## Reading text
A Pastime Baseball Can Do Without

 
Source:http://www.wsj.com 
Author: Larry Thornberry

 

The Major League Baseball season starts Monday, with many a pinch of tobacco between many a cheek and gum. Not everyone is happy about this (about the chewing tobacco, that is). The San Francisco board of supervisors is considering a measure to put chew off-limits at every ball field in the city, including AT&T Park, where the world-champion Giants play.

A bill introduced February in the California Assembly would do the same in pro and league venues across the whole state. Major League Baseball supports this approach, since it cannot get the powerful players union on board with a chewing-tobacco ban. No word on how the laws would be enforced, but the sponsor of the state bill says don’t expect chew cops in dugouts or snuff-sniffing dogs in stands.

Until relatively recently, tobacco around baseball clubhouses wasn’t considered much to worry about. As a young fan in the 1950s, I was used to players like Nellie Fox and Bill Tuttle, who stuffed so much chaw in their cheeks that they appeared to be trying to swallow a softball. One of my favorite players of the day, Rocky Bridges, looked like a chipmunk with a buzzcut. Baseball cards, an obsession with preteen boys for the better part of the last century, first came with packs of cigarettes, only later with bubble gum.

Back in the day, sportswriters weren’t quick to link tobacco and the early deaths of former ballplayers. It was obvious in the case of Bill Tuttle, who died of mouth cancer at 69 after disfiguring surgery. But not clear was whether all those years of Nellie Fox’s chewing had anything to do with his death at 47 from lymphatic cancer.

## Tasks to perform
(1) Reproduce the stretch from "A Pastime Baseball" through "world-champion Giants play." in the article on chewing tobacco in baseball.
(2) Continue the article on chewing tobacco in baseball, starting right after its last sentence.

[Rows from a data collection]
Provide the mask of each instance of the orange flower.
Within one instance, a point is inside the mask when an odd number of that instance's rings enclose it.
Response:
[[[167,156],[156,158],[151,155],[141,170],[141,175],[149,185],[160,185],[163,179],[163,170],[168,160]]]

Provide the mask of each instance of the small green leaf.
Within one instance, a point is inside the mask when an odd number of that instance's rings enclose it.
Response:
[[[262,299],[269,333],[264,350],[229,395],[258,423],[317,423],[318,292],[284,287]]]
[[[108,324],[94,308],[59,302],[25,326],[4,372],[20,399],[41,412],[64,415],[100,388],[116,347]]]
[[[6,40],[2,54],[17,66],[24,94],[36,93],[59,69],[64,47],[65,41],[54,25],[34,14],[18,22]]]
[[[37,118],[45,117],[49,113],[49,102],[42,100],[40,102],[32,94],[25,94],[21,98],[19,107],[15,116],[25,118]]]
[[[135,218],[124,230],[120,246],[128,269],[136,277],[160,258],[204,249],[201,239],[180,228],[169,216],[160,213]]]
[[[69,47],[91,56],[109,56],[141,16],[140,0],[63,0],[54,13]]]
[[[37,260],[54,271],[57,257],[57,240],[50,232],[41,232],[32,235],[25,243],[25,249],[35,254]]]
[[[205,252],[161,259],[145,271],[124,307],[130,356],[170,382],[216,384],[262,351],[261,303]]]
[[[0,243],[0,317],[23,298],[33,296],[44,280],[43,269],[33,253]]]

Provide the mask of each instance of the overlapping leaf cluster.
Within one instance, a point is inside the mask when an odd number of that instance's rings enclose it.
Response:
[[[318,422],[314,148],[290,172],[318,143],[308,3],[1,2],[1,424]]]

## Answers to the problems
(1)
A Pastime Baseball Can Do Without

 
Source:http://www.wsj.com 
Author: Larry Thornberry

 

The Major League Baseball season starts Monday, with many a pinch of tobacco between many a cheek and gum. Not everyone is happy about this (about the chewing tobacco, that is). The San Francisco board of supervisors is considering a measure to put chew off-limits at every ball field in the city, including AT&T Park, where the world-champion Giants play.

(2)
Nor was a connection made in 1948 when the superstar of superstars, Babe Ruth, died at 53 of throat cancer. The Bambino smoked and admitted to taking up chewing at age 5. But he also drank heavily and generally pursued whatever life-shortening activity amused him. So we are left to wonder.

But the risk these days is clearer. A couple of examples from the contemporary scene: Hall of Famer Tony Gwynn, one of the game’s classiest hitters and by all accounts a fine man, dead last year at 54 from salivary-gland cancer. More fortunate is former All-Star pitcher Curt Schilling, 48, whose mouth cancer is in remission. Tobacco is no airy or debatable health threat like cholesterol. We have everything but a signed confession from the weed.

With all this carnage, you’d think it would be easy to put an end to a ritual that damages players and tempts young fans. But Major League Baseball has moved slowly on this one. Smoking on the field or in the dugout has been verboten for a good while, and smokeless tobacco has been prohibited in the minor leagues since 1993, though many players say this ban is laxly enforced. In the bigs, where players have a pit-bull union, smokeless tobacco can still be used, though players are prohibited from chewing during postgame interviews. So in the nation’s most traditional sport, the toxic habit endures.

The normal impulse of the red-blooded Americano is to groan whenever government attempts to micromanage the lives of consenting adults. It is a little harder to protest the drive against chewing tobacco in baseball, an effort that will likely prevail in due course. That said, it sure would be nice if these guys would give up the chew of their own volition—and recognize that anyone who doesn’t is either self-destructive or dumb as a bag of hammers.

What might doom chew in the end is simply its aesthetics. I never understood the charm—the slobbering, the expectorating, the unspeakable spit cups. For years I played in local amateur leagues, fine organizations that got husbands out from under their wives’ feet on Sunday afternoons. Some of my teammates considered a pouch of Red Man as much a part of their gear as their glove or their cleats. I was partial to bubble gum, convinced that when sliding into a 230-pound catcher, whether safe or out, I wouldn’t find swallowing a soggy clump of tobacco a highlight of my day.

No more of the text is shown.